DIRECTIVES ▸
• a. According to the passage on Franklin, who produced the first Franklin stoves?
• b. From the passage on Franklin, write out the text word for word, beginning with "More human beings" and ending after "to colonial manufacturers.".

PASSAGE GIVEN ▸
START
During his lifetime Franklin investigated electrical phenomena, magnetism, botany, minerals, navigation, the gulf stream, heat, light, and many other physical processes,—always for the purpose of unlocking the principles and secrets governing these processes, and always with the intention of increasing the productive power of society. For Franklin the subject of economics and finance was always subsumed within this intention for upward human development.
In 1751, Franklin authored another essay, “Observations Concerning the Increase of Mankind and the Peopling of Countries.” This was written in direct response to the passage by Parliament of the Iron Act of 1750, which prohibited all new iron mills and steel furnaces in the colonies. The “Observations” is both an argument in favor of rapid industrial and technological development, and simultaneously an argument against what would later be called “Malthusian” notions on limits to population. Franklin demonstrates that industrial expansion and scientific progress go hand-in-hand with rapid increases in population, and he goes on to demonstrate that rather than this increase in population leading to widespread poverty, the increased “productive power” and upward development of the colonies would result in full employment, accompanied by high wages.
More human beings did not mean “more mouths to feed,” or the dividing up of the “economic pie” into smaller and smaller pieces; rather, it meant more creative human minds, each with the potential to contribute new discoveries, new interventions which will increase the upward productivity of society.
This is the “secret” of what is called the American System of Economics. It is not simply a recipe involving banking, money, tariffs and manufacturing. It begins, as Franklin understood, with a recognition of the creative and agapic nature of the human individual.
Manufacturing
Benjamin Franklin was a printer by trade. He never built or owned a factory. Yet, from his earliest days in Philadelphia, his life and his scientific work were intimately connected to colonial manufacturers.
This began early, through his long association with James Logan. Logan was the owner of the Durham Ironworks, located about 40 miles north of Philadelphia, which was the largest and most productive ironworks in Pennsylvania. Earlier, the founder of Pennsylvania, William Penn, had actively encouraged manufacturing in the colony, and the first iron forge had been built by a blacksmith named Thomas Rutter in 1716. A second forge was opened in 1718 by a Quaker named Samuel Nutt. Logan's Durham works surpassed all of these earlier efforts, with a state-of-the art forge and blast furnace. It became the premier iron foundry of its day.
Franklin’s scientific work, as well as his various inventions, required a very close collaboration with Logan and other manufacturers. For example, when he developed the Franklin Stove in 1744, this was done with input from the iron manufacturer Robert Grace, a member of Franklin’s Junto and a co-founder of the Library Company of Philadelphia. The first stoves were produced, according to Franklin’s specifications, by a man named William Branson who operated an ironworks in Reading. As sales of the stoves increased, production was then shifted to Logan’s Durham works.
END
STORED ROWS ▸
START
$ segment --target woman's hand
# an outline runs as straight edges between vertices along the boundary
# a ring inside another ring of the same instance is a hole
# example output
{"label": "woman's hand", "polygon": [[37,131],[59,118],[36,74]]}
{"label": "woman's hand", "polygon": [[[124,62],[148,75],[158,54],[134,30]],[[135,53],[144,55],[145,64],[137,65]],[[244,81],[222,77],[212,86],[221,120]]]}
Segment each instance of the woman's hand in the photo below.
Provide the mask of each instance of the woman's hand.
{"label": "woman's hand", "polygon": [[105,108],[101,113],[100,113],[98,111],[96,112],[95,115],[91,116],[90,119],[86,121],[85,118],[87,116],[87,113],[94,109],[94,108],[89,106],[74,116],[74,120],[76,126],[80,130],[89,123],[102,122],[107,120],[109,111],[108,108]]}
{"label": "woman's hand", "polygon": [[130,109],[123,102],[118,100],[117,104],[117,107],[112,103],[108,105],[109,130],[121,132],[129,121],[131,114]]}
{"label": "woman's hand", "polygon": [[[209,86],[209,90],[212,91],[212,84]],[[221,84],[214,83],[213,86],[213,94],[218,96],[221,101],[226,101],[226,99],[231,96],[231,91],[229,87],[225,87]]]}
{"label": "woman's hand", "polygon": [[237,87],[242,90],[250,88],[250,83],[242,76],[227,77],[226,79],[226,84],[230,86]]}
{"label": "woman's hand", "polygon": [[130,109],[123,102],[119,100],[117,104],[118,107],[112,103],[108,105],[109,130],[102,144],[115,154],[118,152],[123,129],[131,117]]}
END
ANSWERS TO EACH TASK ▸
• a. William Branson, who operated an ironworks in Reading.

• b.
More human beings did not mean “more mouths to feed,” or the dividing up of the “economic pie” into smaller and smaller pieces; rather, it meant more creative human minds, each with the potential to contribute new discoveries, new interventions which will increase the upward productivity of society.
This is the “secret” of what is called the American System of Economics. It is not simply a recipe involving banking, money, tariffs and manufacturing. It begins, as Franklin understood, with a recognition of the creative and agapic nature of the human individual.
Manufacturing
Benjamin Franklin was a printer by trade. He never built or owned a factory. Yet, from his earliest days in Philadelphia, his life and his scientific work were intimately connected to colonial manufacturers.